Exercise data below:
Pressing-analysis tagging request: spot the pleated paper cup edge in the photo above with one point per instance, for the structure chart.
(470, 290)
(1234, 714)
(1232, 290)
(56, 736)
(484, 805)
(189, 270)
End of Exercise data.
Assignment
Copy every record exactly as presented.

Reply to the exercise
Pressing-analysis tagging request: spot the pleated paper cup edge in the photo above with one point per instance, for the structure chart.
(470, 290)
(1234, 714)
(1232, 290)
(56, 736)
(484, 805)
(189, 270)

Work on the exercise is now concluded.